DATASET CONTENT |

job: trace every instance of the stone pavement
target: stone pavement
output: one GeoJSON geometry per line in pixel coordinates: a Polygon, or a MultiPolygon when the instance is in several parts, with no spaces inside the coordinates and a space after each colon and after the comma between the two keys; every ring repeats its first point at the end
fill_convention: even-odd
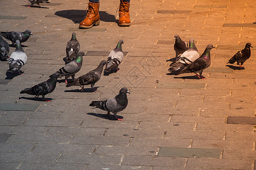
{"type": "Polygon", "coordinates": [[[0,0],[1,31],[33,33],[23,43],[23,75],[6,79],[7,62],[0,62],[1,169],[256,169],[255,1],[132,0],[132,24],[119,27],[118,0],[101,0],[100,24],[90,29],[77,28],[87,1],[50,2],[0,0]],[[121,71],[102,76],[97,92],[58,83],[46,96],[52,102],[20,95],[63,66],[73,32],[86,52],[76,77],[123,39],[121,71]],[[216,47],[206,79],[167,74],[175,34],[193,37],[200,54],[216,47]],[[248,42],[254,48],[245,69],[226,66],[248,42]],[[122,87],[131,92],[118,114],[123,121],[89,106],[122,87]]]}

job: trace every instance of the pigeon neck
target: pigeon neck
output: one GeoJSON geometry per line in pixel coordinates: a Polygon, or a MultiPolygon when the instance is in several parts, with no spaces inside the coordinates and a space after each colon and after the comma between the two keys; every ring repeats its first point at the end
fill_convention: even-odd
{"type": "Polygon", "coordinates": [[[82,62],[82,56],[78,56],[76,58],[76,62],[82,62]]]}
{"type": "Polygon", "coordinates": [[[119,94],[115,96],[115,99],[117,103],[122,105],[127,105],[128,104],[128,100],[127,99],[127,95],[125,93],[119,94]]]}

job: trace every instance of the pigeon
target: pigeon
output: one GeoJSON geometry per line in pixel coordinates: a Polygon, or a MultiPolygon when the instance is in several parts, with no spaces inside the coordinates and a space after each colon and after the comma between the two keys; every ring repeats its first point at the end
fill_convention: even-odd
{"type": "Polygon", "coordinates": [[[55,74],[49,76],[50,78],[47,80],[36,84],[31,88],[26,88],[20,91],[20,94],[27,94],[31,95],[36,95],[35,97],[38,97],[42,95],[43,99],[46,101],[51,101],[47,100],[44,96],[53,91],[57,83],[57,78],[60,77],[59,74],[55,74]]]}
{"type": "Polygon", "coordinates": [[[35,3],[36,3],[38,5],[38,7],[40,7],[39,5],[40,3],[44,3],[44,2],[47,2],[49,3],[48,1],[49,0],[28,0],[29,2],[31,3],[31,5],[28,6],[28,7],[30,7],[32,6],[35,3]]]}
{"type": "Polygon", "coordinates": [[[24,52],[23,49],[19,40],[16,40],[16,49],[11,53],[10,57],[9,63],[9,69],[6,72],[14,73],[18,70],[18,74],[21,74],[20,68],[26,63],[27,56],[24,52]]]}
{"type": "Polygon", "coordinates": [[[68,83],[67,79],[71,76],[72,80],[74,80],[75,74],[79,72],[82,67],[82,56],[85,56],[84,52],[80,52],[72,61],[65,65],[54,74],[59,74],[61,76],[65,76],[65,82],[66,83],[68,83]]]}
{"type": "Polygon", "coordinates": [[[170,72],[173,72],[183,69],[184,67],[192,63],[199,57],[199,53],[194,43],[194,39],[191,39],[188,50],[180,56],[177,61],[173,62],[170,65],[171,67],[168,70],[170,72]]]}
{"type": "Polygon", "coordinates": [[[0,34],[0,59],[6,60],[7,58],[9,57],[8,56],[9,52],[9,44],[3,39],[2,35],[0,34]]]}
{"type": "Polygon", "coordinates": [[[96,107],[99,109],[108,111],[107,114],[110,116],[110,112],[114,113],[114,117],[119,121],[122,121],[117,116],[117,112],[125,109],[128,104],[126,94],[130,94],[126,87],[122,88],[119,94],[115,97],[102,101],[93,101],[89,106],[96,107]]]}
{"type": "Polygon", "coordinates": [[[68,42],[66,46],[66,61],[67,62],[71,62],[73,58],[76,57],[80,50],[80,44],[76,39],[76,33],[73,32],[71,40],[68,42]]]}
{"type": "Polygon", "coordinates": [[[89,71],[86,74],[75,79],[75,80],[68,82],[66,87],[70,87],[72,86],[82,86],[82,90],[81,92],[82,92],[84,90],[84,85],[90,84],[93,91],[96,90],[93,88],[93,86],[94,84],[98,82],[101,78],[101,73],[102,73],[103,67],[106,63],[105,60],[102,60],[100,65],[93,70],[89,71]]]}
{"type": "Polygon", "coordinates": [[[174,50],[175,50],[175,58],[177,60],[179,56],[185,52],[188,48],[188,43],[182,41],[178,35],[174,36],[175,43],[174,44],[174,50]]]}
{"type": "Polygon", "coordinates": [[[27,41],[31,35],[32,35],[31,31],[27,29],[24,32],[1,32],[2,35],[7,40],[11,41],[14,45],[16,40],[19,40],[20,43],[27,41]]]}
{"type": "Polygon", "coordinates": [[[242,65],[251,56],[250,47],[253,48],[251,46],[251,44],[250,42],[246,43],[245,48],[234,54],[234,56],[229,60],[229,62],[228,62],[227,63],[230,63],[233,64],[236,61],[237,65],[239,65],[240,70],[242,70],[242,68],[243,67],[242,65]]]}
{"type": "Polygon", "coordinates": [[[210,65],[210,51],[215,48],[212,44],[208,44],[204,52],[204,53],[196,59],[193,62],[185,67],[181,70],[178,70],[175,75],[183,73],[194,73],[200,79],[205,79],[202,76],[203,71],[208,67],[210,65]],[[199,73],[199,75],[197,73],[199,73]]]}
{"type": "Polygon", "coordinates": [[[110,70],[114,69],[119,70],[118,66],[123,58],[123,53],[122,50],[122,44],[123,44],[123,41],[119,40],[117,46],[109,53],[104,71],[110,73],[110,70]]]}

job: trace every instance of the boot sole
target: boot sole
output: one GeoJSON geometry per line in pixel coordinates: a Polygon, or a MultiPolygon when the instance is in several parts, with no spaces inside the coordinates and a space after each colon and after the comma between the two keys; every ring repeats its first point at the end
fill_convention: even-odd
{"type": "Polygon", "coordinates": [[[98,26],[99,24],[100,24],[100,20],[98,20],[96,23],[93,23],[92,25],[89,26],[79,26],[79,28],[85,28],[85,29],[90,28],[94,26],[98,26]]]}

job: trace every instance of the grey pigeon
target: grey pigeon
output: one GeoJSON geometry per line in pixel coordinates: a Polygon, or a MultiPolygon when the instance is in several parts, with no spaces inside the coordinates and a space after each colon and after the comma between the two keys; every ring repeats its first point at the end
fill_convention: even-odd
{"type": "Polygon", "coordinates": [[[30,2],[30,3],[31,3],[31,5],[30,5],[30,7],[32,6],[35,3],[36,3],[37,5],[38,5],[38,6],[40,7],[40,5],[39,3],[44,3],[44,2],[48,2],[49,0],[28,0],[29,2],[30,2]]]}
{"type": "Polygon", "coordinates": [[[108,57],[106,69],[105,69],[104,71],[110,73],[112,69],[118,70],[118,66],[123,58],[123,53],[122,50],[122,44],[123,44],[123,41],[119,40],[117,46],[111,50],[108,57]]]}
{"type": "Polygon", "coordinates": [[[54,74],[59,74],[60,76],[65,76],[65,83],[67,79],[71,76],[73,80],[75,79],[75,74],[80,70],[82,64],[82,56],[85,56],[84,52],[80,52],[76,58],[71,62],[60,69],[54,74]]]}
{"type": "Polygon", "coordinates": [[[96,107],[99,109],[108,111],[107,114],[110,116],[110,113],[114,113],[114,116],[117,120],[122,121],[118,118],[117,113],[125,109],[128,104],[128,99],[126,94],[130,94],[126,87],[122,88],[119,94],[114,97],[102,101],[93,101],[89,106],[96,107]]]}
{"type": "Polygon", "coordinates": [[[187,50],[180,56],[177,60],[172,62],[170,66],[168,71],[176,71],[192,63],[195,60],[199,58],[200,55],[194,43],[194,39],[189,40],[189,45],[187,50]]]}
{"type": "Polygon", "coordinates": [[[0,34],[0,59],[5,60],[7,58],[9,52],[9,44],[3,39],[2,35],[0,34]]]}
{"type": "Polygon", "coordinates": [[[48,94],[53,91],[57,83],[57,78],[60,77],[58,74],[52,74],[49,76],[49,79],[47,80],[36,84],[31,88],[26,88],[20,91],[20,94],[27,94],[31,95],[36,95],[35,97],[38,97],[39,95],[42,95],[43,99],[46,101],[51,101],[47,100],[44,96],[48,94]]]}
{"type": "Polygon", "coordinates": [[[253,48],[251,46],[251,44],[250,42],[246,43],[245,48],[236,53],[236,54],[229,60],[229,62],[228,62],[227,63],[230,63],[233,64],[236,61],[237,65],[239,65],[240,70],[241,70],[242,68],[243,67],[242,65],[251,56],[250,47],[253,48]]]}
{"type": "Polygon", "coordinates": [[[73,58],[76,57],[80,50],[80,44],[76,39],[76,33],[73,32],[71,40],[68,42],[66,46],[66,61],[71,62],[73,58]]]}
{"type": "Polygon", "coordinates": [[[93,91],[96,90],[93,88],[93,86],[94,84],[98,82],[101,78],[101,73],[102,73],[103,67],[106,64],[106,62],[105,60],[101,61],[100,65],[93,70],[90,71],[86,74],[75,79],[75,80],[68,82],[66,87],[70,87],[72,86],[82,86],[82,90],[81,92],[82,92],[84,90],[84,85],[91,84],[93,91]]]}
{"type": "Polygon", "coordinates": [[[18,71],[18,74],[22,74],[20,68],[26,63],[27,60],[27,56],[24,52],[23,49],[19,40],[16,40],[16,49],[10,56],[9,63],[9,69],[6,72],[15,73],[18,71]]]}
{"type": "Polygon", "coordinates": [[[176,53],[175,58],[177,60],[178,57],[188,49],[188,43],[182,41],[178,35],[174,36],[174,40],[175,40],[175,43],[174,44],[174,48],[176,53]]]}
{"type": "Polygon", "coordinates": [[[32,35],[31,31],[29,29],[24,32],[1,32],[1,34],[5,38],[11,41],[13,45],[14,45],[17,40],[19,40],[20,43],[24,42],[32,35]]]}
{"type": "Polygon", "coordinates": [[[193,62],[181,70],[177,71],[175,75],[183,73],[194,73],[200,79],[205,79],[202,76],[203,71],[210,65],[210,51],[212,48],[215,48],[212,44],[208,44],[204,52],[204,53],[196,59],[193,62]],[[199,73],[199,75],[197,73],[199,73]]]}

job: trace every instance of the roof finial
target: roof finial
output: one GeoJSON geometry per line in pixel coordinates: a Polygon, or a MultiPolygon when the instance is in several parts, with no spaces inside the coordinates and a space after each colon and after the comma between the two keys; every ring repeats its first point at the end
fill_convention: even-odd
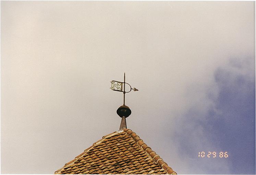
{"type": "Polygon", "coordinates": [[[135,88],[132,88],[131,85],[125,82],[125,72],[124,75],[123,82],[112,80],[110,81],[110,82],[111,83],[111,88],[110,88],[110,89],[111,90],[113,91],[122,92],[124,94],[123,105],[119,107],[117,109],[117,114],[120,117],[122,118],[122,121],[121,121],[121,124],[120,125],[119,129],[120,130],[122,130],[124,128],[126,128],[125,118],[128,117],[132,113],[132,111],[129,107],[127,106],[125,106],[125,93],[128,93],[130,92],[132,89],[134,91],[138,91],[138,90],[135,88]],[[130,86],[130,90],[129,91],[125,91],[126,84],[127,84],[130,86]]]}

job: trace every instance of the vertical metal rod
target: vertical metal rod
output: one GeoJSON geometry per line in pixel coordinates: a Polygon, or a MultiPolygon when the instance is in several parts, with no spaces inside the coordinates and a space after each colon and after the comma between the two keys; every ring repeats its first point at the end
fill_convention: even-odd
{"type": "Polygon", "coordinates": [[[124,72],[124,105],[125,105],[124,104],[124,100],[125,99],[125,72],[124,72]]]}

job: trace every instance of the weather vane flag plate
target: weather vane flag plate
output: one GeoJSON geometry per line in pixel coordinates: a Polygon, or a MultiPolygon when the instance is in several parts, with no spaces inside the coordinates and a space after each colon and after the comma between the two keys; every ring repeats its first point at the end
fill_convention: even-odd
{"type": "Polygon", "coordinates": [[[114,80],[112,80],[110,81],[111,83],[111,88],[110,89],[113,91],[117,91],[122,92],[123,86],[124,84],[123,82],[120,82],[114,80]]]}

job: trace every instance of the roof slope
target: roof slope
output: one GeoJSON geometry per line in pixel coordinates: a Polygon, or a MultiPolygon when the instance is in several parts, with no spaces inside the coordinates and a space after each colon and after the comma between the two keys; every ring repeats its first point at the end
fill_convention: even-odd
{"type": "Polygon", "coordinates": [[[176,174],[127,129],[103,136],[54,174],[176,174]]]}

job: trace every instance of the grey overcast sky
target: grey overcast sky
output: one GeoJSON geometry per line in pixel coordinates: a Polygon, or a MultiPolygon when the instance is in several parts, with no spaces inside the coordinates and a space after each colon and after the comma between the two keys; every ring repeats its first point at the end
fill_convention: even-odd
{"type": "Polygon", "coordinates": [[[178,174],[255,174],[255,3],[1,1],[1,173],[118,131],[125,71],[127,127],[178,174]]]}

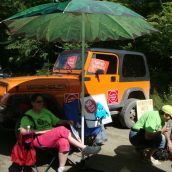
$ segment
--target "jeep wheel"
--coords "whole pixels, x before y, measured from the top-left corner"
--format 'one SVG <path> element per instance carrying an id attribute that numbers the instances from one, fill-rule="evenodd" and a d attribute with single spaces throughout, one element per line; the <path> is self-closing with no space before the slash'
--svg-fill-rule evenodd
<path id="1" fill-rule="evenodd" d="M 136 101 L 138 99 L 128 99 L 119 115 L 123 127 L 131 128 L 137 121 Z"/>

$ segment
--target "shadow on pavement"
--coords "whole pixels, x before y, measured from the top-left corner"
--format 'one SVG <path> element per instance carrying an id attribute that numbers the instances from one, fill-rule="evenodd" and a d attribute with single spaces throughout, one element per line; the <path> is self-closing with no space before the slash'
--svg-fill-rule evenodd
<path id="1" fill-rule="evenodd" d="M 90 157 L 90 159 L 86 160 L 85 170 L 78 165 L 72 167 L 67 172 L 165 172 L 143 162 L 132 146 L 121 145 L 114 151 L 116 153 L 114 157 L 101 154 Z"/>

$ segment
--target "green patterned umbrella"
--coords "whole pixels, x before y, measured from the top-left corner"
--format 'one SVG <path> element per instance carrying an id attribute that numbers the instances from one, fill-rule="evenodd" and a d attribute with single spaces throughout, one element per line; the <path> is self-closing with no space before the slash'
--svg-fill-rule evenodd
<path id="1" fill-rule="evenodd" d="M 82 42 L 82 141 L 84 141 L 85 41 L 134 39 L 156 31 L 134 11 L 113 2 L 70 0 L 27 9 L 4 21 L 12 35 Z"/>
<path id="2" fill-rule="evenodd" d="M 82 42 L 134 39 L 155 29 L 142 16 L 117 3 L 72 0 L 39 5 L 3 21 L 12 34 L 38 40 Z"/>

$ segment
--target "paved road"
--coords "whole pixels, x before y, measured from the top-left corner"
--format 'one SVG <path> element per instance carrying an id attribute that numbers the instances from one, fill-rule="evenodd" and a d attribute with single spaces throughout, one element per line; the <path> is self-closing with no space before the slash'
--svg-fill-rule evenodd
<path id="1" fill-rule="evenodd" d="M 103 172 L 170 172 L 170 161 L 162 162 L 160 165 L 152 166 L 143 162 L 140 156 L 135 152 L 128 141 L 129 130 L 119 129 L 114 126 L 108 126 L 107 129 L 108 142 L 102 146 L 101 152 L 89 158 L 86 161 L 87 171 L 91 172 L 91 168 Z M 7 172 L 10 162 L 10 151 L 15 143 L 13 132 L 0 131 L 0 172 Z M 80 160 L 80 154 L 70 156 L 73 161 Z M 39 167 L 40 172 L 45 169 L 44 166 Z M 78 171 L 77 166 L 67 165 L 68 172 Z M 54 172 L 53 169 L 50 172 Z"/>

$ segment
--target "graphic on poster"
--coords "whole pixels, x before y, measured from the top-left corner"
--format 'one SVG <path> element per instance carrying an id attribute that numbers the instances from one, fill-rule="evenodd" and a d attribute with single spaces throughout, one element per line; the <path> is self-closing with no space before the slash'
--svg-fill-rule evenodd
<path id="1" fill-rule="evenodd" d="M 117 104 L 119 102 L 119 91 L 118 90 L 110 90 L 108 91 L 107 102 L 109 105 Z"/>
<path id="2" fill-rule="evenodd" d="M 112 122 L 104 94 L 84 98 L 84 116 L 88 128 L 99 126 L 99 119 L 102 119 L 103 124 Z"/>
<path id="3" fill-rule="evenodd" d="M 96 112 L 96 102 L 92 98 L 85 101 L 85 110 L 88 113 Z"/>
<path id="4" fill-rule="evenodd" d="M 104 73 L 107 72 L 109 62 L 100 59 L 91 59 L 90 66 L 88 68 L 89 73 L 96 73 L 97 69 L 104 70 Z"/>
<path id="5" fill-rule="evenodd" d="M 64 102 L 65 103 L 73 102 L 76 99 L 79 99 L 78 93 L 67 93 L 64 95 Z"/>
<path id="6" fill-rule="evenodd" d="M 65 64 L 65 69 L 74 69 L 76 66 L 77 59 L 78 56 L 69 56 Z"/>
<path id="7" fill-rule="evenodd" d="M 137 119 L 139 119 L 145 112 L 153 110 L 153 100 L 138 100 L 137 105 Z"/>

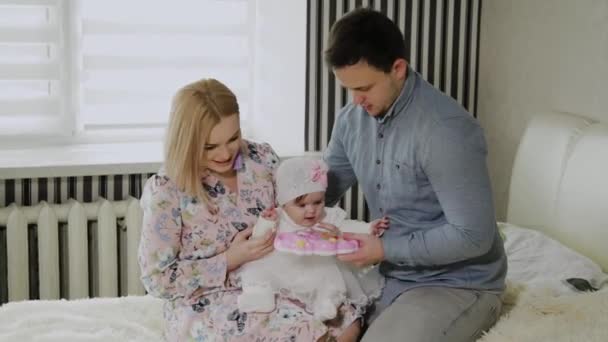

GOAL |
Write out again the lines of the material from the one holding "job: trace every instance of the boot sole" through the one holding "target: boot sole", inclusive, substituting "shoe sole" for "boot sole" and changing nothing else.

TASK ANSWER |
job: trace every instance of the shoe sole
target: shoe sole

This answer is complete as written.